#### [PROMPT]
Rewrite the material below with "bare twig" changed to "leafless branch" and nothing else altered. Leave out the pictures.

[Begin MATERIAL FOR THE TASK]

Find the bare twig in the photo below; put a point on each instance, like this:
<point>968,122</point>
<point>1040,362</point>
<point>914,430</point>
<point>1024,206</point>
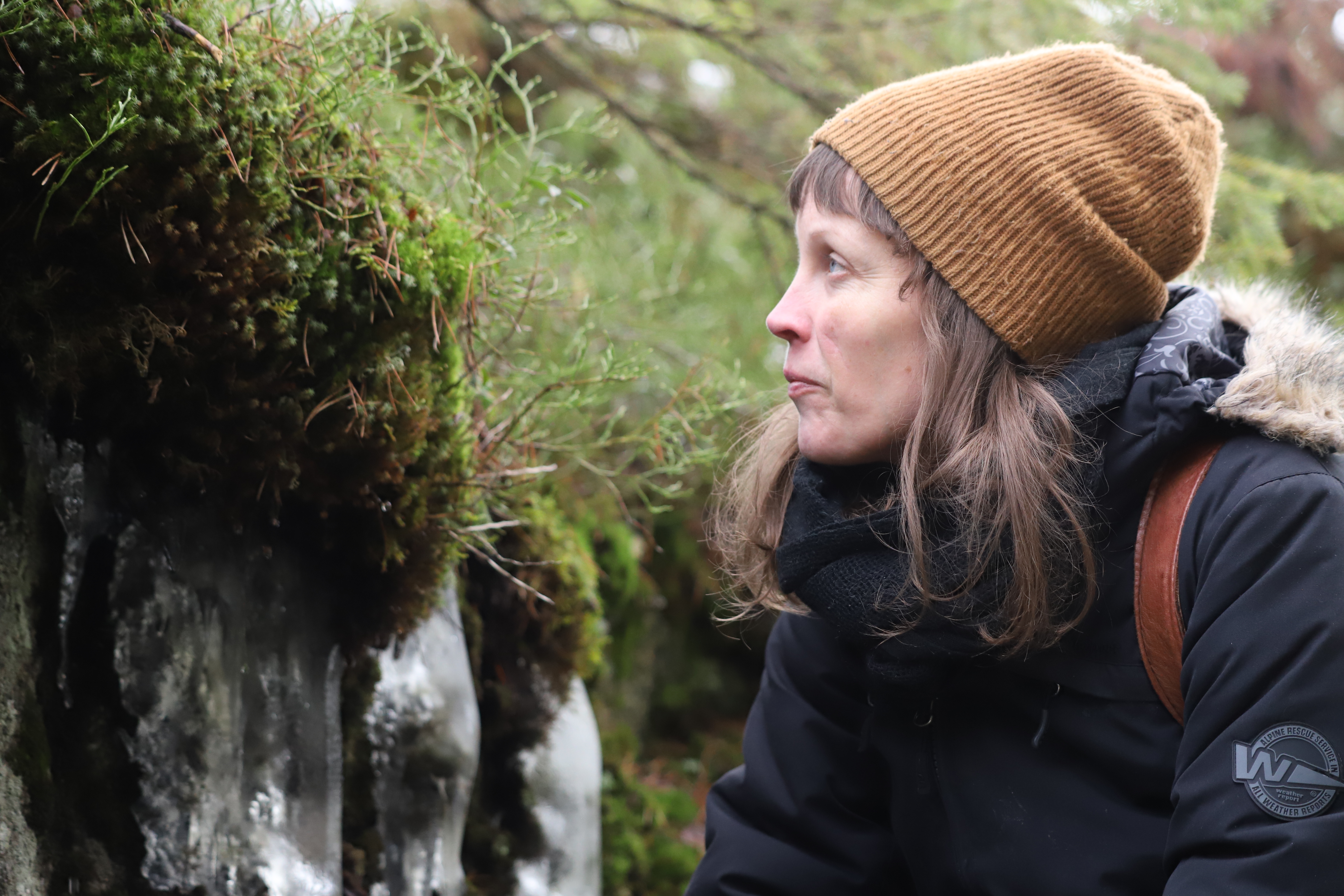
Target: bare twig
<point>11,54</point>
<point>187,31</point>
<point>487,527</point>
<point>522,471</point>
<point>823,104</point>
<point>255,13</point>
<point>480,555</point>
<point>647,128</point>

[End MATERIAL FOR THE TASK]

#### [SOLUTION TO THIS EXERCISE]
Find the leafless branch in the photo below; put a point on each instance, like this:
<point>968,122</point>
<point>1040,362</point>
<point>914,430</point>
<point>1024,206</point>
Target: leafless branch
<point>11,54</point>
<point>187,31</point>
<point>487,527</point>
<point>522,471</point>
<point>823,104</point>
<point>255,13</point>
<point>480,555</point>
<point>647,128</point>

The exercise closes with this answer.